> _YOUR GOAL_: Give back exactly the lines of the material below that start at the line containing "Target: red rose" and end at the line containing "Target: lantern head", and no others.
• • • • •
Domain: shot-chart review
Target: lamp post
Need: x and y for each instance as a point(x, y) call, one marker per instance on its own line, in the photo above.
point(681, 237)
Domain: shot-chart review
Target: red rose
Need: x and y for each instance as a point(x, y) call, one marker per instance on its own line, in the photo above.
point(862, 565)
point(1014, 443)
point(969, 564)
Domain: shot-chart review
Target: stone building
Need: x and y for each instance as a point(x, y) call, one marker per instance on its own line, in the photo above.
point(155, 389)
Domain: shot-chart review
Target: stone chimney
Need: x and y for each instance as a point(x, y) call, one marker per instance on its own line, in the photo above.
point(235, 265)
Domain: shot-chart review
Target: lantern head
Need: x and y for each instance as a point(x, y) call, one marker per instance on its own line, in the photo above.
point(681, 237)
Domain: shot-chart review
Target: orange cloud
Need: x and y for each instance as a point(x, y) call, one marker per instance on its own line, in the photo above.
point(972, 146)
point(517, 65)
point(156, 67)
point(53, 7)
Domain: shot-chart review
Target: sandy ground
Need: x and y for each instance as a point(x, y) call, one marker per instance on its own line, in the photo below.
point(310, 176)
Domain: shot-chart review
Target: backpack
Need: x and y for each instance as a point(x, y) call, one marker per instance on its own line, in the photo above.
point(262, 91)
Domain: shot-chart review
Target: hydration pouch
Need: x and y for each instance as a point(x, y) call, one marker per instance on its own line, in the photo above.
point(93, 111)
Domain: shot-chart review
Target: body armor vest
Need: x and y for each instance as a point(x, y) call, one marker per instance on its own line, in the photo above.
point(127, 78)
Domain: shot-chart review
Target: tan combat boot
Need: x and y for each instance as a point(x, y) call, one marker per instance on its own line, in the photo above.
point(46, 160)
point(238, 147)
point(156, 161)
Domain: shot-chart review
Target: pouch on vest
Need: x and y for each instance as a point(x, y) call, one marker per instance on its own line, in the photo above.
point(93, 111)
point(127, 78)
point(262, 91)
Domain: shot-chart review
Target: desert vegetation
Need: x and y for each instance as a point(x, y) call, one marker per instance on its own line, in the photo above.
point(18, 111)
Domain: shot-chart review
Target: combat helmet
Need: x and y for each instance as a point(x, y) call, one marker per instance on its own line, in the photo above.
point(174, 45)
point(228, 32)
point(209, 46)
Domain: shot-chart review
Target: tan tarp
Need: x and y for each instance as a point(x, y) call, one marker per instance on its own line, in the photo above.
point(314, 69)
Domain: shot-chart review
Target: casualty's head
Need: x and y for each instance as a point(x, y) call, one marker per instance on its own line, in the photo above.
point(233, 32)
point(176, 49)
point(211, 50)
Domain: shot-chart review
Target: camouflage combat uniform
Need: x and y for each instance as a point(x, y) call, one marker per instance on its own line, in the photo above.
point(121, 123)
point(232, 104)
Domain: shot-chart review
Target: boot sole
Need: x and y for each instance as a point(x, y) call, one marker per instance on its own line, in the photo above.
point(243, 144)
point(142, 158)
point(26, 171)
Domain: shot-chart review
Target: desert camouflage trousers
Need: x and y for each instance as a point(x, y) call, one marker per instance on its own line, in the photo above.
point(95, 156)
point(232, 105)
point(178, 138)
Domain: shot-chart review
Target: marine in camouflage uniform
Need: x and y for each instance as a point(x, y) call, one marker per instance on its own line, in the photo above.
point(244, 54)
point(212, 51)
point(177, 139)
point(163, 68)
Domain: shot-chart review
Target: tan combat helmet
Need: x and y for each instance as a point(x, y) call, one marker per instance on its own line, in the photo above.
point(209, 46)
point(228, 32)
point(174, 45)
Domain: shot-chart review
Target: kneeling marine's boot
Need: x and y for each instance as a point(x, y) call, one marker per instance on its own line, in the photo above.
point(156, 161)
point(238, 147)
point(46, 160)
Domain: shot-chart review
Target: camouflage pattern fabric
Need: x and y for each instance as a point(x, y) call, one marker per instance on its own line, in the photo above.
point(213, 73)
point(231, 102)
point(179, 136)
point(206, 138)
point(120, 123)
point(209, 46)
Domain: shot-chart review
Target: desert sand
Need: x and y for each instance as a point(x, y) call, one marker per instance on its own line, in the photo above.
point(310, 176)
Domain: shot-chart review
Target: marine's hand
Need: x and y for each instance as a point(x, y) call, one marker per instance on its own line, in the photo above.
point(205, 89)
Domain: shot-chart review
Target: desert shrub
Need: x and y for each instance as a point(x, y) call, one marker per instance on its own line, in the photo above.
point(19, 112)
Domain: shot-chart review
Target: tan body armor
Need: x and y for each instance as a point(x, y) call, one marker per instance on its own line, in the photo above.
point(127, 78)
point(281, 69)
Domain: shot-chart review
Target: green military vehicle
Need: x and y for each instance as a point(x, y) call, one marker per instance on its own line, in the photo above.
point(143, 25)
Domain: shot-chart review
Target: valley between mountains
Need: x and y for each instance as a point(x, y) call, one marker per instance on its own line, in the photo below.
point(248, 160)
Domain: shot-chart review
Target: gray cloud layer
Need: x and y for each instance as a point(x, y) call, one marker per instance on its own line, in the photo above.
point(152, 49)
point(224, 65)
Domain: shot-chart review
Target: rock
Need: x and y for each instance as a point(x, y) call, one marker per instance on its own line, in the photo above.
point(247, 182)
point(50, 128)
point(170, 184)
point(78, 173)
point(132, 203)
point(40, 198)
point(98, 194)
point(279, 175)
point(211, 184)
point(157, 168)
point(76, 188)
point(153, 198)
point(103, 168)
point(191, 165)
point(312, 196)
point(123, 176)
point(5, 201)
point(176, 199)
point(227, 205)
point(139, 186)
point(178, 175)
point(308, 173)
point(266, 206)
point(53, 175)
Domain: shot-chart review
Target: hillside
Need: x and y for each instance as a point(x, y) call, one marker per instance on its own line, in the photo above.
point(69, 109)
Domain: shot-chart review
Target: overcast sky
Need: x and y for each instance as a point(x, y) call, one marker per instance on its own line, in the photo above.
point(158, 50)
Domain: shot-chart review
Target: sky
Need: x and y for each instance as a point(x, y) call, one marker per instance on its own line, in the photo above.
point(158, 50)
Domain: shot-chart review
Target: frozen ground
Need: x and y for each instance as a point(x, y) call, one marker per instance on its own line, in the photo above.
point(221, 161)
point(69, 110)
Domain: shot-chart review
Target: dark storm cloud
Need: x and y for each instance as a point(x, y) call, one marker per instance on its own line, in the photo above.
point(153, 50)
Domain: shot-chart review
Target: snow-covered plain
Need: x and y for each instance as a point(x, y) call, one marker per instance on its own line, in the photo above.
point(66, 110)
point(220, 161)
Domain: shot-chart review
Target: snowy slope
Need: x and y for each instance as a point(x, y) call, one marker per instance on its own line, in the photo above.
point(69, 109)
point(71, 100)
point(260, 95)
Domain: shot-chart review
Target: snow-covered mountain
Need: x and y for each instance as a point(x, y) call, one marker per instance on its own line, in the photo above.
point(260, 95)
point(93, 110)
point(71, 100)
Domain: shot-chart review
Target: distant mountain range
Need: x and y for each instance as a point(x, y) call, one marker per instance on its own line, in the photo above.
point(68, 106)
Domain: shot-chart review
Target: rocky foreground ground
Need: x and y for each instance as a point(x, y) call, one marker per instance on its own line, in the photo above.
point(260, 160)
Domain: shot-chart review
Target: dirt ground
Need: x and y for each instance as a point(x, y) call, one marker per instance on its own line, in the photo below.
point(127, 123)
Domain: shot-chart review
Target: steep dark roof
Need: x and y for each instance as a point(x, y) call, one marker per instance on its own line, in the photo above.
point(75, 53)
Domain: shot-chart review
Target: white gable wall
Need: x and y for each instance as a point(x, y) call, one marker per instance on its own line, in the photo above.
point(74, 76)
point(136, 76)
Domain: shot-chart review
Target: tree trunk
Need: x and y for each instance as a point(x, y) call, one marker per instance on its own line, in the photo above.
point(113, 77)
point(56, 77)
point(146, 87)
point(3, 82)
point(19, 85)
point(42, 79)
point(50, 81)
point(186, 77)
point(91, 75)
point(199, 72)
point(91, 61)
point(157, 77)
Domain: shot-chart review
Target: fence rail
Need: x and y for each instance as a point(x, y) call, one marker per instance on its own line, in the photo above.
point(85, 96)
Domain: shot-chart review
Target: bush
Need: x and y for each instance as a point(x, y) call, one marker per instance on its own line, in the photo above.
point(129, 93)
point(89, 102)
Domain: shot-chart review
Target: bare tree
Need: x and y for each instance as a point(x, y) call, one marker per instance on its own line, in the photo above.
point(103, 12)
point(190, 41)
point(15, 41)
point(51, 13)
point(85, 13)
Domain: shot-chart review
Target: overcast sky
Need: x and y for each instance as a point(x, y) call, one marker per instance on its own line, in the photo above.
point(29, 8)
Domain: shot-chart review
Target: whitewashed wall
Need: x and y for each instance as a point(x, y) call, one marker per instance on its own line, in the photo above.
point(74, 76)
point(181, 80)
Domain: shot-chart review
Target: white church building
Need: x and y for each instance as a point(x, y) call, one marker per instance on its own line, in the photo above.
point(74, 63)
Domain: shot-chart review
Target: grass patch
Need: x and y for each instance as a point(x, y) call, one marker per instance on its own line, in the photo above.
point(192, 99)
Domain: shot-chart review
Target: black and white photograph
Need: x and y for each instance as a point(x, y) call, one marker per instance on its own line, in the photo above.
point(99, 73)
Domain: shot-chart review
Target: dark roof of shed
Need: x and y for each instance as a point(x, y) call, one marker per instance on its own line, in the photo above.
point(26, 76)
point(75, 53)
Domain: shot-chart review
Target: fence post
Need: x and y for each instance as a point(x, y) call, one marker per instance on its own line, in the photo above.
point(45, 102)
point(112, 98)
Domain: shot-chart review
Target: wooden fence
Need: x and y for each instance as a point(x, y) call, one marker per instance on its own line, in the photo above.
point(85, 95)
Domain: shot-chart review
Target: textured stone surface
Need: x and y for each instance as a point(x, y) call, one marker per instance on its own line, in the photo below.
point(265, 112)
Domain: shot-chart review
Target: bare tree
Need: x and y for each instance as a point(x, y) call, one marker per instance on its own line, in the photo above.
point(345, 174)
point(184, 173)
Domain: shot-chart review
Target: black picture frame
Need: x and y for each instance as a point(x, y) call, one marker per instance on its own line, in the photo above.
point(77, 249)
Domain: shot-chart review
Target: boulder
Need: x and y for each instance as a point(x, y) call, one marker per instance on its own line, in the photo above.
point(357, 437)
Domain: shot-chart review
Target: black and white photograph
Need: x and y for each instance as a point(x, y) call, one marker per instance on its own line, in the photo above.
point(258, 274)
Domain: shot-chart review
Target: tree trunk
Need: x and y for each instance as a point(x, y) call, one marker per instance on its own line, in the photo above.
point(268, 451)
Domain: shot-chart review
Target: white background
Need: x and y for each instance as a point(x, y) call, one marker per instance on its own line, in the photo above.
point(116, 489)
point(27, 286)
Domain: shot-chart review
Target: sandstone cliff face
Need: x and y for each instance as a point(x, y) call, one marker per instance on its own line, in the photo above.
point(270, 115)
• • • • •
> _RESULT OF THIS TASK_:
Target: red rose
Need: x and y for each instance as a point(x, y) call, one marker per instance on its own line, in the photo above.
point(862, 565)
point(1014, 443)
point(969, 564)
Domain: shot-chart review
Target: stone building
Need: x and y for each instance as a point(x, y) call, one marker per instance on its own line, in the photo above.
point(155, 389)
Domain: shot-chart review
Target: stone chimney
Need: x and y for each instance as a point(x, y) call, one marker per instance on its own line, in the photo above.
point(235, 265)
Domain: shot-chart review
Target: lantern head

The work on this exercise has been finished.